In [1]:
import os
import sys
import spark_utils as sut
import pandas as pd

os.environ['PYSPARK_PYTHON'] = sys.executable
os.environ['PYSPARK_DRIVER_PYTHON'] = sys.executable

from pyspark.sql.types import StructType, StructField, IntegerType, StringType
import pyspark.sql.functions as F
spark = sut.get_spark_session()

## Introduction

This notebook demos the custom PySpark functions discussed in [Speed up Your ML Projects With Spark -- Handy Custom {pySpark} Functions (I)](https://medium.com/towards-artificial-intelligence/speed-up-your-ml-projects-with-spark-09183e054d3a) published on [Towards AI](https://pub.towardsai.net/). 

The revelant functions were saved in [spark_utils.py](spark_utils.py) and imported into this notebook for demo by `import spark_utils as sut`. 

## Demo dataframe

While Spark is famous for its ability to work with big data, for demo purposes, I have created a small dataset with an obvious duplicate issue. Do you notice that the two ID fields, ID1 and ID2, do not form a primary key? We will use this table to demo and test our custom functions.

In [2]:
# Define schema
schema = StructType([
    StructField("ID1", IntegerType(), True),
    StructField("ID2", StringType(), True),
    StructField("Name", StringType(), True),
    StructField("DOB", StringType(), True),
    StructField("City", StringType(), True)

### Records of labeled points
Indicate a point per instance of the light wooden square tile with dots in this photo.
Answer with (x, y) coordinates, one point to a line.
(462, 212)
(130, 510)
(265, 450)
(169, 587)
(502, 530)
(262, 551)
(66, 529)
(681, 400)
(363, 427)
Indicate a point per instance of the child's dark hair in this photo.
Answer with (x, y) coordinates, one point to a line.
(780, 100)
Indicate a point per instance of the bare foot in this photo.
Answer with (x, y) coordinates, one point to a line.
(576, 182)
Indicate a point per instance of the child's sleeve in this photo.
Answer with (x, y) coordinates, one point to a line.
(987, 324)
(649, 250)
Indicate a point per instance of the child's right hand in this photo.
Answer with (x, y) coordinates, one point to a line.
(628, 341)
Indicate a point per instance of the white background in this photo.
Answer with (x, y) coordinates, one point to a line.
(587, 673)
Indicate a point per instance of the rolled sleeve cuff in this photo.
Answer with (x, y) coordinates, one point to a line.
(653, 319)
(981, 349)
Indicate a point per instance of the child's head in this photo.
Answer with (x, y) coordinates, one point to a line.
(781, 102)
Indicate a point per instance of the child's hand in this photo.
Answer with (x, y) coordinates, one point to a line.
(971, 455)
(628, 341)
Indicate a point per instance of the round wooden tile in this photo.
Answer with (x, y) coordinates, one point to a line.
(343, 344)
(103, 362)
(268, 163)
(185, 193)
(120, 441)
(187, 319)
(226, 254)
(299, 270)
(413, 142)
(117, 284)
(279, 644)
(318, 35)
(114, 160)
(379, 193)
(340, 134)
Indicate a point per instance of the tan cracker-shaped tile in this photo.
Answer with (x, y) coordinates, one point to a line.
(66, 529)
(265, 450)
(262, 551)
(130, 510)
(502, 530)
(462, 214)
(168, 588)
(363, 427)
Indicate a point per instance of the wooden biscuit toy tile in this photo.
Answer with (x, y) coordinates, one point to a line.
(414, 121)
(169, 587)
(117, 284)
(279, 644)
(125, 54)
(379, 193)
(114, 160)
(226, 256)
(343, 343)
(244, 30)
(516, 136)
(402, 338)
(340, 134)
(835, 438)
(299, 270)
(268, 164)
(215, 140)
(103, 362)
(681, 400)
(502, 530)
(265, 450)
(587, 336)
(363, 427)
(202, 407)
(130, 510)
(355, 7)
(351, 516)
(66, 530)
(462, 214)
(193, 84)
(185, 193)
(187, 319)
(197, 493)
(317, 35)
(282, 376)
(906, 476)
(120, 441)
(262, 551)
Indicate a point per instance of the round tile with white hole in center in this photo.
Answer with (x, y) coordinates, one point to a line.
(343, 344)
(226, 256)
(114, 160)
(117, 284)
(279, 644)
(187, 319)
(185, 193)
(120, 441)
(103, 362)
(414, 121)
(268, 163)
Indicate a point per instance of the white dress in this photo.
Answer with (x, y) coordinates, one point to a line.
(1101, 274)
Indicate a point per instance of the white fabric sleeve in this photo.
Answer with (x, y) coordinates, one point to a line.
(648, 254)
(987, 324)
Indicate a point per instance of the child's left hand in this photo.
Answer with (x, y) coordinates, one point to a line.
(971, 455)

### Aim 1
Reproduce the passage of the PySpark notebook that starts at "from pyspark.sql.types import" and ends at "on [Towards AI](https://pub.towardsai.net/).", with no change to its wording.
### Aim 2
Scale the records starting at the line that contains "Indicate a point per instance of the white fabric" and ending at the end of the records. Rewrite those lines, requests included, with every coordinate in the answers multiplied by 2.15 and rounded to a whole number, halves rounded up.
The PySpark notebook and the records are independent of each other.

### Complete answer 1
from pyspark.sql.types import StructType, StructField, IntegerType, StringType
import pyspark.sql.functions as F
spark = sut.get_spark_session()

## Introduction

This notebook demos the custom PySpark functions discussed in [Speed up Your ML Projects With Spark -- Handy Custom {pySpark} Functions (I)](https://medium.com/towards-artificial-intelligence/speed-up-your-ml-projects-with-spark-09183e054d3a) published on [Towards AI](https://pub.towardsai.net/).

### Complete answer 2
Indicate a point per instance of the white fabric sleeve in this photo.
Answer with (x, y) coordinates, one point to a line.
(1393, 546)
(2122, 697)
Indicate a point per instance of the child's left hand in this photo.
Answer with (x, y) coordinates, one point to a line.
(2088, 978)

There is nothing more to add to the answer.